[Point localization data]
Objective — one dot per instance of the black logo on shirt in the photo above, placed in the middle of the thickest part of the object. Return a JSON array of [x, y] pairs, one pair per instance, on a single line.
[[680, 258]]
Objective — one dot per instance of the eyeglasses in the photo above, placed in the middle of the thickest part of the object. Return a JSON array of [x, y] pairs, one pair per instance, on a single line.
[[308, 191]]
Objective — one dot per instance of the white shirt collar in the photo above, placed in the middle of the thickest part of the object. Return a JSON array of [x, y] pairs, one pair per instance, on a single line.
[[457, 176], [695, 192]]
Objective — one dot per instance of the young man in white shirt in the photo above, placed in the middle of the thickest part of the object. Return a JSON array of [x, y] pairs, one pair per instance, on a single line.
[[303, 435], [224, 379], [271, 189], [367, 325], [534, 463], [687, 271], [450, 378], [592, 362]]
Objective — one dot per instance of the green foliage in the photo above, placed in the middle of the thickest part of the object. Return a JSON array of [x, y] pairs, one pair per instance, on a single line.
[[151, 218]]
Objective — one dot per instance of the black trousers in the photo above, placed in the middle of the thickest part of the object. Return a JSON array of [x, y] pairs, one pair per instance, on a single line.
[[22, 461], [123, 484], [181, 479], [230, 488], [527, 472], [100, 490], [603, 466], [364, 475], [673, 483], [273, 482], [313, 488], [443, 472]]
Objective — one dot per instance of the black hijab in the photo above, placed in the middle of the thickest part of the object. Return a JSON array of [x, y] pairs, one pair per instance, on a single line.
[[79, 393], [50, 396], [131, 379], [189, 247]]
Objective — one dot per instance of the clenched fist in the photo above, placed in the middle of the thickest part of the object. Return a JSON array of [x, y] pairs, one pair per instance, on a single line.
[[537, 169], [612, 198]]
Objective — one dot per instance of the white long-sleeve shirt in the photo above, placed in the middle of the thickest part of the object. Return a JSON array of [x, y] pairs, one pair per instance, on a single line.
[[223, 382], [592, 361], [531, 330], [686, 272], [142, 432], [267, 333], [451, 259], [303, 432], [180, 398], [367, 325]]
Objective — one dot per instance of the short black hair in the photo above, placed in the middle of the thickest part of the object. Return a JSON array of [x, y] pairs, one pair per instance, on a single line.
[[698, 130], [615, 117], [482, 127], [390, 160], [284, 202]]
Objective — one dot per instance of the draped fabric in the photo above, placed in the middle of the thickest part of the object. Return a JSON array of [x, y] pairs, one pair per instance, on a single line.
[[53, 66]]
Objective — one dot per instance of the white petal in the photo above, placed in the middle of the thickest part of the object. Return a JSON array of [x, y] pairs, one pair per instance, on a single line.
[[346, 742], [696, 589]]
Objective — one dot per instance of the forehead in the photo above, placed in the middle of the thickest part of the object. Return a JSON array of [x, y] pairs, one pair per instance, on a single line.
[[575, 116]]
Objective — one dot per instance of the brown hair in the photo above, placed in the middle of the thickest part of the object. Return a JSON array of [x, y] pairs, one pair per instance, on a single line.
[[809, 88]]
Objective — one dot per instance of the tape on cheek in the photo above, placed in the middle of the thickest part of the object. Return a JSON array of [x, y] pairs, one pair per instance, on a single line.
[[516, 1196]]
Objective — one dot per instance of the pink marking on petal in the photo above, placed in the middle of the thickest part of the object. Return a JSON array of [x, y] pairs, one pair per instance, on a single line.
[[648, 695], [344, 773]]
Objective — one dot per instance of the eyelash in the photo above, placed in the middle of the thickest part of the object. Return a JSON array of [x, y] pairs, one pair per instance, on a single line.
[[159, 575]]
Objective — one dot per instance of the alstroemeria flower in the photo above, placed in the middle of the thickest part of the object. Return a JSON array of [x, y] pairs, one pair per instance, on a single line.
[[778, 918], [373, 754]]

WORK REQUEST - The lines from the one containing "Objective — one dot per instance of the pink" through the last line of the records are the answer; set them down exactly and add nothing.

COMPLETED EXERCISE -
Objective — one dot per instance of the pink marking on petal in the photo above, placed in the middle of the thickest part of the object. Return a JSON array of [x, y] pairs, one pair per instance, on a single line.
[[648, 695], [344, 773]]
Objective — one dot per instance of the eyelash in the photo above, placed in the middle of the thickest part of the object. Return a JSON array of [x, y] pairs, one pair per instance, on a single line.
[[159, 575]]
Objective — one dot per instance of the alstroemeria flower in the photo above, placed in the middle of the thickest part of the object. Return a JSON array of [x, y] pairs, one pair per instance, on a single line.
[[778, 918], [373, 754]]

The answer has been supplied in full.